• [WHAT YOU ARE ASKED TO DO]: Scan the listing below for the string "green" and copy each line where it turns up.

• [RECORDED DATA]:
- Opening Delimiter -

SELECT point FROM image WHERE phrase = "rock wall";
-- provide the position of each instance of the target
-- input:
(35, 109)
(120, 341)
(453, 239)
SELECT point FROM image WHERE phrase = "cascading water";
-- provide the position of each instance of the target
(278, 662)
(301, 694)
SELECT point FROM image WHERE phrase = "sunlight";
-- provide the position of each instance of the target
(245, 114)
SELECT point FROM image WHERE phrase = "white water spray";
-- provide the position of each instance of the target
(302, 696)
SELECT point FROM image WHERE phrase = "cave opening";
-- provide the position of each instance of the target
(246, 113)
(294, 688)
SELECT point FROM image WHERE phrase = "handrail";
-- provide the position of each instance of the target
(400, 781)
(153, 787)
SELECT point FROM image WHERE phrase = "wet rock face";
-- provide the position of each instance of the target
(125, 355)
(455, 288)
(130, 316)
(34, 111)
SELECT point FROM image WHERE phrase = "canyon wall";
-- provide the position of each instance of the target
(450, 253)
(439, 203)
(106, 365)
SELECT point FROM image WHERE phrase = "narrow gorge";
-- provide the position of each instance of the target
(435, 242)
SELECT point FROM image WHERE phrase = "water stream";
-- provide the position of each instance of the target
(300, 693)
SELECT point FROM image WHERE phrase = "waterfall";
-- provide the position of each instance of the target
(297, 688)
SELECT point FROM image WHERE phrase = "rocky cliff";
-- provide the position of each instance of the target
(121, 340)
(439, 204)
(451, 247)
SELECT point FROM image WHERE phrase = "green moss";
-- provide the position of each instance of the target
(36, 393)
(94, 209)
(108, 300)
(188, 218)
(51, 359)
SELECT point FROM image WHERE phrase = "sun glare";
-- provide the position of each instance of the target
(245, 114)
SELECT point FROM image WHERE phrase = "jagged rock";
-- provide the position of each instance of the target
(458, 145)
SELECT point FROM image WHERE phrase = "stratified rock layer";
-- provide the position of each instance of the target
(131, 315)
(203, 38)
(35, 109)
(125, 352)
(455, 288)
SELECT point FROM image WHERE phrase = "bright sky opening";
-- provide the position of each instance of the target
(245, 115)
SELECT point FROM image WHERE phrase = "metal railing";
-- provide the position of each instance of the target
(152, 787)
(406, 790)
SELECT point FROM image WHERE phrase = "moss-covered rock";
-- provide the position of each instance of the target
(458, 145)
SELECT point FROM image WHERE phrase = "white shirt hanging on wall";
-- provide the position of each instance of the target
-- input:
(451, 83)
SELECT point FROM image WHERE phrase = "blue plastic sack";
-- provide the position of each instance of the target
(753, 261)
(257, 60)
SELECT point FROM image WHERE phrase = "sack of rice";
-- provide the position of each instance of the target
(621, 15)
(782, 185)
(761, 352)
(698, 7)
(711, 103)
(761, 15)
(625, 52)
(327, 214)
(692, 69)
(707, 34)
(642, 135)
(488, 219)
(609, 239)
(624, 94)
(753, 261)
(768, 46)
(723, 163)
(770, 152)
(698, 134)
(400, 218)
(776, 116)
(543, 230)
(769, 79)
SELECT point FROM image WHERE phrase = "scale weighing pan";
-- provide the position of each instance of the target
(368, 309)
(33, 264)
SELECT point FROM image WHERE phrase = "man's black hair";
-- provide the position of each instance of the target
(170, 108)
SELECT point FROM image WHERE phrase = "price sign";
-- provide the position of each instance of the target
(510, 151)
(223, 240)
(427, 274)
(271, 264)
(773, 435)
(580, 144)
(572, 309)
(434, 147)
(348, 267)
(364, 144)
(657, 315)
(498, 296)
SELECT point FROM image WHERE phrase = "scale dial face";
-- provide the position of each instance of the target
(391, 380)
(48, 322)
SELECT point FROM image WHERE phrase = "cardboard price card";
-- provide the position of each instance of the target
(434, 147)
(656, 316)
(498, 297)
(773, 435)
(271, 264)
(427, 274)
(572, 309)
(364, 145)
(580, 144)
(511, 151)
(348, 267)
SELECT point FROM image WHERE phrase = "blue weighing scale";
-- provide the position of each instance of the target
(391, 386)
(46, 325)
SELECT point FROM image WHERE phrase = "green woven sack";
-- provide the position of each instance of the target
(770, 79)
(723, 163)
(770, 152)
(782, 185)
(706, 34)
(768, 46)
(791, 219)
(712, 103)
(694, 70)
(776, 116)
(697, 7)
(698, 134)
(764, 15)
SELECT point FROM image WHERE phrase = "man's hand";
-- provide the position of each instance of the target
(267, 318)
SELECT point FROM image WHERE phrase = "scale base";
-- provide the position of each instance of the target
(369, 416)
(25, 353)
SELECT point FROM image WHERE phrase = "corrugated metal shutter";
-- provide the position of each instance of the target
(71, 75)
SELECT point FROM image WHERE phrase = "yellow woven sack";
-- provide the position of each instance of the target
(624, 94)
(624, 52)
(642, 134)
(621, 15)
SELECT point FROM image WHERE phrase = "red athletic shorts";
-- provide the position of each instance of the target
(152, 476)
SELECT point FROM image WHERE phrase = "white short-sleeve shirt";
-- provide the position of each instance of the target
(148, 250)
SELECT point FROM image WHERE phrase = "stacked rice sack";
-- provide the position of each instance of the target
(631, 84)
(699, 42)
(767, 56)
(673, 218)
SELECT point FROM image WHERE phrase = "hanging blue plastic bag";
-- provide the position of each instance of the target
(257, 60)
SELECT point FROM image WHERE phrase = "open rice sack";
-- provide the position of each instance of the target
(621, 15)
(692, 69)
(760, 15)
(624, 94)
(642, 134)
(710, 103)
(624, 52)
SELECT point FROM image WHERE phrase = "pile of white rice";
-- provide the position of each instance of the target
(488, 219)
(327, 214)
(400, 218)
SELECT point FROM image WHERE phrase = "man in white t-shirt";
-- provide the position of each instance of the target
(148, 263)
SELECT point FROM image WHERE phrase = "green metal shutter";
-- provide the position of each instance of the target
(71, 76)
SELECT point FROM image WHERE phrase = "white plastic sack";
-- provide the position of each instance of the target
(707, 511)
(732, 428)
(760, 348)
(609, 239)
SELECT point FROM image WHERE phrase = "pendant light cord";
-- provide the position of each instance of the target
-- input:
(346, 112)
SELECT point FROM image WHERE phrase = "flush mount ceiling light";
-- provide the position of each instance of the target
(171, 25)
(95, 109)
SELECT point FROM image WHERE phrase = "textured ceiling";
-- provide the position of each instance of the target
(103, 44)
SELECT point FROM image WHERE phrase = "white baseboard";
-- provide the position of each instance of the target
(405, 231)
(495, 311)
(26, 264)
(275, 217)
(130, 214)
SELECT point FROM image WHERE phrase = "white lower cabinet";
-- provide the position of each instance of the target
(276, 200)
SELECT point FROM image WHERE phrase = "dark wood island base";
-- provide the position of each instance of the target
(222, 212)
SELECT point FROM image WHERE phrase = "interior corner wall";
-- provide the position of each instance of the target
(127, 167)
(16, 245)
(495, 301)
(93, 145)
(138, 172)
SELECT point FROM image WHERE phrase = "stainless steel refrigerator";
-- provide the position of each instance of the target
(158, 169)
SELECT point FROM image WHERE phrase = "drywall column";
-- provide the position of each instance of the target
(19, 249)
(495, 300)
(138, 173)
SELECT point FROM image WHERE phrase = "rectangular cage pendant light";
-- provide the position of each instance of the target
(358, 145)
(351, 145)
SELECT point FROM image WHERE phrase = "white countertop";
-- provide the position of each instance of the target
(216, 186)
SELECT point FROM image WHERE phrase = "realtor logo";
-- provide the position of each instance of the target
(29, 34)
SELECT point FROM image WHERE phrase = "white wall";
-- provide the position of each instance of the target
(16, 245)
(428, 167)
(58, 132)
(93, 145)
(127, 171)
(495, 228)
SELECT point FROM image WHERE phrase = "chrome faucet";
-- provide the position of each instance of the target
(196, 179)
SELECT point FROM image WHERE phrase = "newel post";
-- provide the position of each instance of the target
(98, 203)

- Closing Delimiter -

• [EXPECTED OUTPUT]:
SELECT point FROM image WHERE phrase = "green moss";
SELECT point FROM image WHERE phrase = "green woven sack";
SELECT point FROM image WHERE phrase = "green metal shutter";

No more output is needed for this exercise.